JOBS
1. Retype the part of the Stata forum thread starting with "09 Jun 2016, 13:00" and going on through "the screenshot below.".
2. Switch "blazer" to "jacket" in the records starting with the line with "Inventory request — confirm whether any blazer lapel" and going on through the line with "Inventory request — confirm whether any pink rose", leaving everything else unchanged. Give back only those lines, without the pictures.

DOCUMENT EXCERPT
Check datasets for variables

Oliver McManus

Join Date: Mar 2016

Posts: 22
#1

Check datasets for variables

09 Jun 2016, 13:00

Hi everyone,

I'm working on a project using 23 years of data, each with its own dataset. There have been differences in the data collected over the years, and this is reflected in the variables recorded. I've spent loads of time manually creating a spreadsheet to illustrate which variables are available in which years, as in the screenshot below.

I imagine that surely there must be a way to do this automatically, to have Stata produce a table like this (albeit without my fancy conditional formatting), but I have no idea how.

Any suggestions that might help me avoid this tedium in future?

Last edited by Oliver McManus; 09 Jun 2016, 13:02.
Tags: None

William Lisowski

Join Date: Dec 2014
Posts: 10150

09 Jun 2016, 18:50

Here is an example to start you along your way.

Code:

. tempfile varlist

. save `varlist', emptyok
(note: dataset contains 0 observations)
file /var/folders/xr/lm5ccr996k7dspxs35yqzyt80000gp/T//S_02880.000003 saved

. forvalues i=75/76 {
  2.     use data`i', clear
  3.     describe, replace
  4.     keep name
  5.     gen int datayear = `i'
  6.     list, noobs
  7.     append using `varlist'
  8.     save `varlist', replace
  9.     }

  +-----------------+
  | name   datayear |
  |-----------------|
  | year         75 |
  |    x         75 |
  |    y         75 |
  +-----------------+
file /var/folders/xr/lm5ccr996k7dspxs35yqzyt80000gp/T//S_02880.000003 saved

  +-----------------+
  | name   datayear |
  |-----------------|
  | year         76 |
  |    y         76 |
  |    z         76 |
  +-----------------+
file /var/folders/xr/lm5ccr996k7dspxs35yqzyt80000gp/T//S_02880.000003 saved

. use `varlist', clear
(describe data76.dta)

MATERIAL SHOWN
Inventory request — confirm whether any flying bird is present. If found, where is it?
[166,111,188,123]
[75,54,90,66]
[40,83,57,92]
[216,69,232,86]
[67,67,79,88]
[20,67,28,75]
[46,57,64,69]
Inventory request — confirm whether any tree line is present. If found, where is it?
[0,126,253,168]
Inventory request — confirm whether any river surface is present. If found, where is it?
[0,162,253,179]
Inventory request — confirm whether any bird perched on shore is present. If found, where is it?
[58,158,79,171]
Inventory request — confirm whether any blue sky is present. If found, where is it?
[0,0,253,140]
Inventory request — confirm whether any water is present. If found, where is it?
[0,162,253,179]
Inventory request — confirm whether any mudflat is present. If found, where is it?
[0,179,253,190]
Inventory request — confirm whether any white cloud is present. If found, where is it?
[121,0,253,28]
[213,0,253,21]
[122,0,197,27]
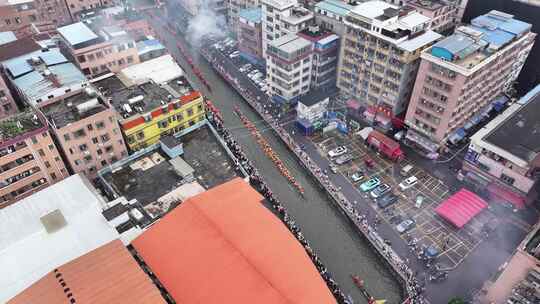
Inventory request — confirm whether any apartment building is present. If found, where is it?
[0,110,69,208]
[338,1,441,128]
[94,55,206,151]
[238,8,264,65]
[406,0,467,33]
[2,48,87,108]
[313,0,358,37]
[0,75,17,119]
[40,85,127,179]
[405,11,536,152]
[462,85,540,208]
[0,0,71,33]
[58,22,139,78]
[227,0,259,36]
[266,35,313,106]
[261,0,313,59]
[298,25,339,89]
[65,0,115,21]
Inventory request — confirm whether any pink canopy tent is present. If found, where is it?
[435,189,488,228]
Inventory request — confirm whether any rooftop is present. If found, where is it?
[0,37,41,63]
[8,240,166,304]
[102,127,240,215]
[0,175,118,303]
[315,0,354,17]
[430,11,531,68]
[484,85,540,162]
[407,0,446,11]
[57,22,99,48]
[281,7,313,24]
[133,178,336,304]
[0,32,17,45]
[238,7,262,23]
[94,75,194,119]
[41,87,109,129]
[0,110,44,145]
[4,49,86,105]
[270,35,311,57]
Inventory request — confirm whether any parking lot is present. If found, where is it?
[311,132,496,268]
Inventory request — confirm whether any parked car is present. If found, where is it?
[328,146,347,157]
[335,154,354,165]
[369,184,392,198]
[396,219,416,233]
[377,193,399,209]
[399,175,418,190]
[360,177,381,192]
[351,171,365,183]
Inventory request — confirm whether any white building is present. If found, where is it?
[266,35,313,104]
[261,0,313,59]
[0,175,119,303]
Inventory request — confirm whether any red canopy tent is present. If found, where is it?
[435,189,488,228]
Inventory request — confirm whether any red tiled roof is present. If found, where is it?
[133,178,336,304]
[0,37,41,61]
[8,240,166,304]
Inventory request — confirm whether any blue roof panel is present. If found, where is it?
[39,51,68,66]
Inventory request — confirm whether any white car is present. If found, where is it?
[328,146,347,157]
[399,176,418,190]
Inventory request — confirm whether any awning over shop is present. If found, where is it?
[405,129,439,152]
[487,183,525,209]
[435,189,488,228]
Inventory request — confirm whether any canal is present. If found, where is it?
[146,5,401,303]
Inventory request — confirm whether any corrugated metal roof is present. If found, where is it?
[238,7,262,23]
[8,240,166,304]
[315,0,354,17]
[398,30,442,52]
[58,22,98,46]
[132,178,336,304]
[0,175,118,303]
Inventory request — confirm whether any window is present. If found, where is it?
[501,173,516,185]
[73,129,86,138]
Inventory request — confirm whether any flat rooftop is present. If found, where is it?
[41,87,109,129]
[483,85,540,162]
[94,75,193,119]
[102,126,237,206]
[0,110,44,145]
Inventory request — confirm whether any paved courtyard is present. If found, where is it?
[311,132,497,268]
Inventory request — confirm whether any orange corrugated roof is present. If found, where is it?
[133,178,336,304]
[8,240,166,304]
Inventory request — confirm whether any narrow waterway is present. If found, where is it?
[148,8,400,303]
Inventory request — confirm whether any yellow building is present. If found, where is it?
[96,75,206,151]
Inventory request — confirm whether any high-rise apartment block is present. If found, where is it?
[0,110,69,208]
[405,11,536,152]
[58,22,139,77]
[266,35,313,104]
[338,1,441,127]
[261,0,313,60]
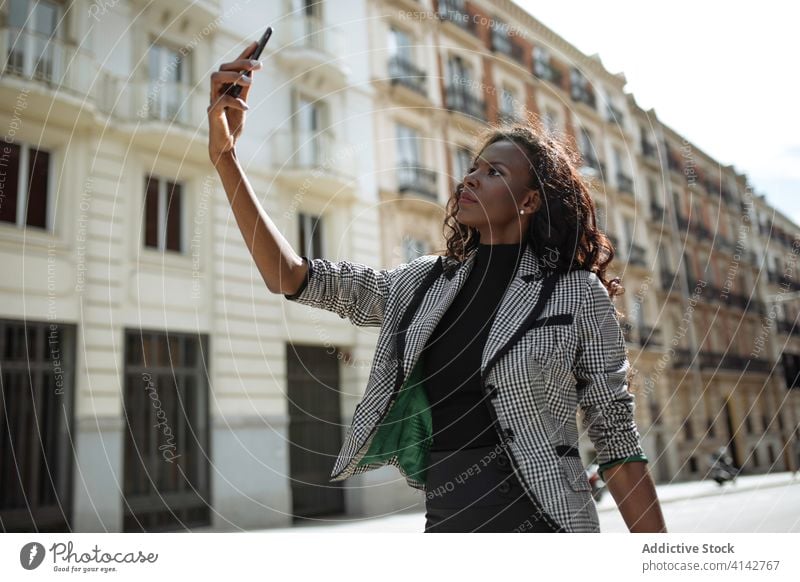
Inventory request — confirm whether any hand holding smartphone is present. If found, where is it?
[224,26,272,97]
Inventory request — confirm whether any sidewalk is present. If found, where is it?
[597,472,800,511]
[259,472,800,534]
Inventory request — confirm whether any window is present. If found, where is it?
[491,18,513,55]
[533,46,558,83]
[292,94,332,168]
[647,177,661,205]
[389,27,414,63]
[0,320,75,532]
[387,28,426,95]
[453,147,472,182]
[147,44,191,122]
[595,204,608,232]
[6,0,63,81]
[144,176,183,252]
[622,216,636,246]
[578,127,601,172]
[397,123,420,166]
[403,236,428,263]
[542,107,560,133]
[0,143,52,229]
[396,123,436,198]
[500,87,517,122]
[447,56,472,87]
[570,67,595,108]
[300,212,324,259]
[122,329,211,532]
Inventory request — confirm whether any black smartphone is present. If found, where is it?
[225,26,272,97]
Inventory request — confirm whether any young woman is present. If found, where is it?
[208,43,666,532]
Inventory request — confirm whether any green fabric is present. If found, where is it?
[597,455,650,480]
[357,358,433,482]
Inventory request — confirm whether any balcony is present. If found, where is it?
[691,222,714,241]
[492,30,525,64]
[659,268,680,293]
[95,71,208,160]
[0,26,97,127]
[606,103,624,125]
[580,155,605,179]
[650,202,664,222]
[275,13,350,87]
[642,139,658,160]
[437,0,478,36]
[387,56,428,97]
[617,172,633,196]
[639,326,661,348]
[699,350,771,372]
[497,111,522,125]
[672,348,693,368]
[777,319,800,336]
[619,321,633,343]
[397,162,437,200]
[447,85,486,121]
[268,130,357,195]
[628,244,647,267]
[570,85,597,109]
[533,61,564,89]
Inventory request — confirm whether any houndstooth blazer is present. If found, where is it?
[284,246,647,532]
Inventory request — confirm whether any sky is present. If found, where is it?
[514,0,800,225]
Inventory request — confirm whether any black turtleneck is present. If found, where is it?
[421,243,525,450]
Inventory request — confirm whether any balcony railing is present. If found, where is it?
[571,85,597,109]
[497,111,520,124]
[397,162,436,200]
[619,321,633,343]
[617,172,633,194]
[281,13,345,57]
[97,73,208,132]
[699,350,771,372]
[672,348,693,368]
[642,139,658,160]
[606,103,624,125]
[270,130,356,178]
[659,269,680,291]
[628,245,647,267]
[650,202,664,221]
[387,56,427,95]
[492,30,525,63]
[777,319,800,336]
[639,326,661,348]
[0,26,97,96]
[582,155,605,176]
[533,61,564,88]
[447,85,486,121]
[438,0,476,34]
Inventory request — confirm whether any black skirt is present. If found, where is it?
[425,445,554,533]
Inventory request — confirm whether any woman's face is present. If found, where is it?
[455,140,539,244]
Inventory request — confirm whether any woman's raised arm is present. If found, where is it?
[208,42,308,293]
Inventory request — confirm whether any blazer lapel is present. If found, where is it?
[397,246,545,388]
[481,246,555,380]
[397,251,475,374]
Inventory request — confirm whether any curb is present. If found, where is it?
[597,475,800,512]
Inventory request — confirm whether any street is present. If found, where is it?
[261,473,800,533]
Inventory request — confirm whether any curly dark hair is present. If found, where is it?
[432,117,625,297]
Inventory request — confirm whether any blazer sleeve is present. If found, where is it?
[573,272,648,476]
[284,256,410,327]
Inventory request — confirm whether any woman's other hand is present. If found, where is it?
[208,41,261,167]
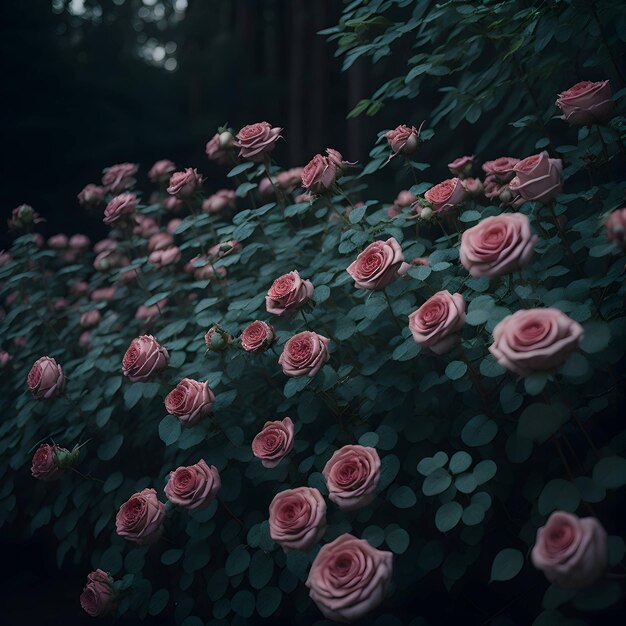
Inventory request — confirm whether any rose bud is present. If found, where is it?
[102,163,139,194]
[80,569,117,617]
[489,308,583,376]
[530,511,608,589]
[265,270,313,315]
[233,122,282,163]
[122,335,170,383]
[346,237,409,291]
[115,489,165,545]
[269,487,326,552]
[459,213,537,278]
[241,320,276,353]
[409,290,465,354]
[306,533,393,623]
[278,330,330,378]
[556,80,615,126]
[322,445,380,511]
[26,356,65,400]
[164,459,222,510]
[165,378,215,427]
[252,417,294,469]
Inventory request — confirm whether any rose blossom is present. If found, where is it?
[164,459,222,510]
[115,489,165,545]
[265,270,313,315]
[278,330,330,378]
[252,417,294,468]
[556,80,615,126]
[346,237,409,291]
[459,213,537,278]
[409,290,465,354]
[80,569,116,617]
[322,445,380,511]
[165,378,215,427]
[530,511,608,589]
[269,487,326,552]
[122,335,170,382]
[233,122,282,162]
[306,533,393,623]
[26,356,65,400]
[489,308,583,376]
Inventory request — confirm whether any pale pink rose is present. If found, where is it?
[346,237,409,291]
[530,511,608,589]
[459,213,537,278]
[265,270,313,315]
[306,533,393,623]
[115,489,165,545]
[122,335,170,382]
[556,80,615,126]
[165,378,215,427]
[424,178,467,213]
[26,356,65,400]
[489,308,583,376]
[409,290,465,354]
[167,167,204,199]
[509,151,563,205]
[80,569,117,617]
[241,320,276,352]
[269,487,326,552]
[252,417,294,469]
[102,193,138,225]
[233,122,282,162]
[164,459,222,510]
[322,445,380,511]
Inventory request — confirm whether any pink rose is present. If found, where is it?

...

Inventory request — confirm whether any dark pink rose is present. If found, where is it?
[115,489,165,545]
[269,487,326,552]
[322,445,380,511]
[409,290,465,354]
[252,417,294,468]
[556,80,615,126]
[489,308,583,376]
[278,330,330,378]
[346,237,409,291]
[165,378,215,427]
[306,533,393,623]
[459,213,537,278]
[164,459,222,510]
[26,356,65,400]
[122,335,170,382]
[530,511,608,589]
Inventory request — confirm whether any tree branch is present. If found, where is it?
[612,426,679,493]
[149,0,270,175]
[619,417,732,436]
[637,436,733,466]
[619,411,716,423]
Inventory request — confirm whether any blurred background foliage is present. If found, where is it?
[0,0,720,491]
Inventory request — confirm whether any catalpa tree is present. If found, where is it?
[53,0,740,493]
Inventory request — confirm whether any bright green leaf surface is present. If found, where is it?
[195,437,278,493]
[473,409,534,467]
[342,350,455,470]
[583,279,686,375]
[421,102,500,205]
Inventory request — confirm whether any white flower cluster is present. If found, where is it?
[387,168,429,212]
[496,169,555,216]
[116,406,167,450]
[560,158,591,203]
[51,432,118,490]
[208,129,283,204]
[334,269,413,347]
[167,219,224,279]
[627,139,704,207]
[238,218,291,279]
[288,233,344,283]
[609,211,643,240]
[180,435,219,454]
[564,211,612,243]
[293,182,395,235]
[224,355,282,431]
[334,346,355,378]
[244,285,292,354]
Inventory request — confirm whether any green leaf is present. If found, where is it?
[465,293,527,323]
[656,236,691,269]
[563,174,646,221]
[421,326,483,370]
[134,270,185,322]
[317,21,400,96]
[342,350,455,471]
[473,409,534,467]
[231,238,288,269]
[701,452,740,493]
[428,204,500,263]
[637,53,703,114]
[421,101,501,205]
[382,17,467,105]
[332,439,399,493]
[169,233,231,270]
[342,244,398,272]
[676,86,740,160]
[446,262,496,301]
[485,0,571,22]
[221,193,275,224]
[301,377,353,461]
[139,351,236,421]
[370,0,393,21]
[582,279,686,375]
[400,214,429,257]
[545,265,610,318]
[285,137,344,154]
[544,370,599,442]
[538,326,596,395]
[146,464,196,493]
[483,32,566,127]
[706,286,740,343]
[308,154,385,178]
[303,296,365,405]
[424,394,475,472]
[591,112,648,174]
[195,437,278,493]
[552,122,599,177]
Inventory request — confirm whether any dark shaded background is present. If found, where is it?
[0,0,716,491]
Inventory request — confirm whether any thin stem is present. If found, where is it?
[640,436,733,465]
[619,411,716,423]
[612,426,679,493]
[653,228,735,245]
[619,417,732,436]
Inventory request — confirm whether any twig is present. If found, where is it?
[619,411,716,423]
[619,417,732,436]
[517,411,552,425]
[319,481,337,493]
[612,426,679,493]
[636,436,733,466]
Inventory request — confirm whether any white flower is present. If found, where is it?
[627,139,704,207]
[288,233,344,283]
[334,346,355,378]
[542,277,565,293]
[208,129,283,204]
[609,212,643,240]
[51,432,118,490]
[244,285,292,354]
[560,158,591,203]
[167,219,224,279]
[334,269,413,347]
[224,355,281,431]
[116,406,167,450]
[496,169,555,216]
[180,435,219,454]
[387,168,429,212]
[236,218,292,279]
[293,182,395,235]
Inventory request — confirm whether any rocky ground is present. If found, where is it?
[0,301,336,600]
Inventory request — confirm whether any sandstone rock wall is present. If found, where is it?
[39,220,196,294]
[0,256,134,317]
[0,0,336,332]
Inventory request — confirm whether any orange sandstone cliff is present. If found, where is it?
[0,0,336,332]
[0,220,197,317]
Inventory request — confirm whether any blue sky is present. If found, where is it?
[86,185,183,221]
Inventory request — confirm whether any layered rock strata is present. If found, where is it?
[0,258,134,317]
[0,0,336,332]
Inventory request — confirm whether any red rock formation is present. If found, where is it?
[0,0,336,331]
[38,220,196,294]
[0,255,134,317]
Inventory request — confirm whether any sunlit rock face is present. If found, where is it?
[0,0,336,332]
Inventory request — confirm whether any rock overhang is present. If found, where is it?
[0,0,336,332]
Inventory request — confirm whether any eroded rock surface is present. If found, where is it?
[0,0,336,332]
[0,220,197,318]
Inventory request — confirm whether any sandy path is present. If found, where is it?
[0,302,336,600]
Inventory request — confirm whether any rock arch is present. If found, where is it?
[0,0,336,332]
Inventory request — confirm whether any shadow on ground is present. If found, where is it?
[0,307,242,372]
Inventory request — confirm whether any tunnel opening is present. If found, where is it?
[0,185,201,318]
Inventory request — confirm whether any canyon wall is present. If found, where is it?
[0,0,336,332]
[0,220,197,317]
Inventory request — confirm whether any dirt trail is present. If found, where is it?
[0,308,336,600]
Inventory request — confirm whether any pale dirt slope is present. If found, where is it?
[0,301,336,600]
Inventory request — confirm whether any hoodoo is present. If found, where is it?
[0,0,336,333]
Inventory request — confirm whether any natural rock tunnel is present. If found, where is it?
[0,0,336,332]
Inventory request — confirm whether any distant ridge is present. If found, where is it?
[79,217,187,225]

==

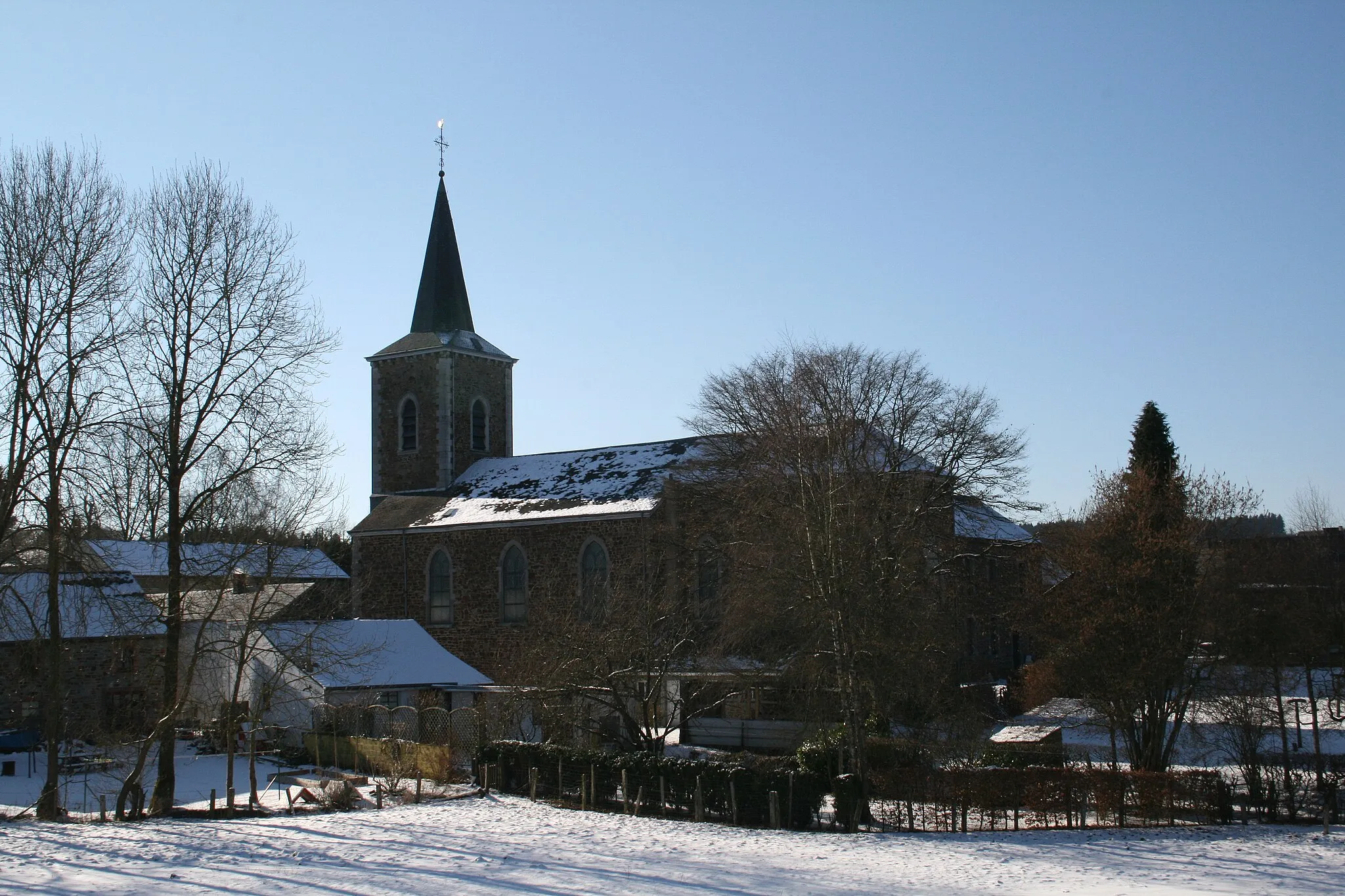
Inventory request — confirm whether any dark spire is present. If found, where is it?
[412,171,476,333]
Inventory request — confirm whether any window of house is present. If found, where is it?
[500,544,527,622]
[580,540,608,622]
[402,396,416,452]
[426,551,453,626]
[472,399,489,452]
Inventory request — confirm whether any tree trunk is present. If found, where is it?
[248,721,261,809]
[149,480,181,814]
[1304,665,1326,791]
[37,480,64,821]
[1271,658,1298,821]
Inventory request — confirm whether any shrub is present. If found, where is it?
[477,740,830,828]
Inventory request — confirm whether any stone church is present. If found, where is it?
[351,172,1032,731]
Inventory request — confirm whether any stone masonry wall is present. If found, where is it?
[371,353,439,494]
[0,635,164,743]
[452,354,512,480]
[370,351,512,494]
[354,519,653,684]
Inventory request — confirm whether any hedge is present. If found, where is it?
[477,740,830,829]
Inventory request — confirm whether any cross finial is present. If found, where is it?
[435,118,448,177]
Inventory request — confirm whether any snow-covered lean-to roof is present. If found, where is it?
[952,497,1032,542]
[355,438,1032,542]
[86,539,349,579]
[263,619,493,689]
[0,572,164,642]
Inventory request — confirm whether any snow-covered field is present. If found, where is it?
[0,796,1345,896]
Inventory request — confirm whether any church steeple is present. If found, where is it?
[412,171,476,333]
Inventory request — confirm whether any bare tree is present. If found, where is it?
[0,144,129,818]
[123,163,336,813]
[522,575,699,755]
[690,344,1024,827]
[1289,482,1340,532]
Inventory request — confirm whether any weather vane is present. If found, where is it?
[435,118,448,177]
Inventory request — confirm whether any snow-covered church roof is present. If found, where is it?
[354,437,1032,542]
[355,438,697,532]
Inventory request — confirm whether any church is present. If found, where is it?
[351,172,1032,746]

ANSWERS FOR THE TASKS
1.
09 Jun 2016, 13:00

Hi everyone,

I'm working on a project using 23 years of data, each with its own dataset. There have been differences in the data collected over the years, and this is reflected in the variables recorded. I've spent loads of time manually creating a spreadsheet to illustrate which variables are available in which years, as in the screenshot below.

2.
Inventory request — confirm whether any jacket lapel is present. If found, where is it?
[397,246,545,388]
[481,246,555,380]
[397,251,475,374]
Inventory request — confirm whether any curb is present. If found, where is it?
[597,475,800,512]
Inventory request — confirm whether any street is present. If found, where is it?
[261,473,800,533]
Inventory request — confirm whether any curly dark hair is present. If found, where is it?
[432,117,625,297]
Inventory request — confirm whether any jacket sleeve is present. If found, where is it?
[573,272,648,476]
[284,256,410,327]
Inventory request — confirm whether any woman's other hand is present. If found, where is it?
[208,41,261,167]
Inventory request — confirm whether any rose bud is present. If found, where is it?
[102,163,139,194]
[80,569,117,617]
[489,308,583,376]
[530,511,608,589]
[265,270,313,315]
[233,122,282,163]
[122,335,170,383]
[346,237,409,291]
[115,489,165,545]
[269,487,326,552]
[459,213,537,278]
[241,320,276,353]
[409,290,465,354]
[306,533,393,623]
[278,330,330,378]
[556,80,615,126]
[322,445,380,511]
[26,356,65,400]
[164,459,222,510]
[165,378,215,427]
[252,417,294,469]
Inventory request — confirm whether any rose blossom is present. If found, where is it?
[164,459,222,510]
[115,489,165,545]
[265,270,313,315]
[278,330,330,378]
[252,417,294,468]
[556,80,615,126]
[346,237,409,291]
[459,213,537,278]
[409,290,465,354]
[80,569,116,617]
[322,445,380,511]
[165,378,215,427]
[530,511,608,589]
[269,487,326,552]
[122,335,170,382]
[233,122,282,162]
[306,533,393,623]
[26,356,65,400]
[489,308,583,376]
Inventory request — confirm whether any pale pink rose is present. If found, where is it?
[346,237,409,291]
[530,511,608,589]
[459,213,537,278]
[265,270,313,315]
[306,533,393,623]
[115,489,165,545]
[122,335,170,382]
[556,80,615,126]
[165,378,215,427]
[424,178,467,213]
[26,356,65,400]
[489,308,583,376]
[409,290,465,354]
[167,167,204,199]
[509,151,563,205]
[80,569,117,617]
[241,320,276,352]
[269,487,326,552]
[252,417,294,469]
[102,193,138,225]
[233,122,282,162]
[164,459,222,510]
[322,445,380,511]
Inventory request — confirm whether any pink rose is present. If found, where is it?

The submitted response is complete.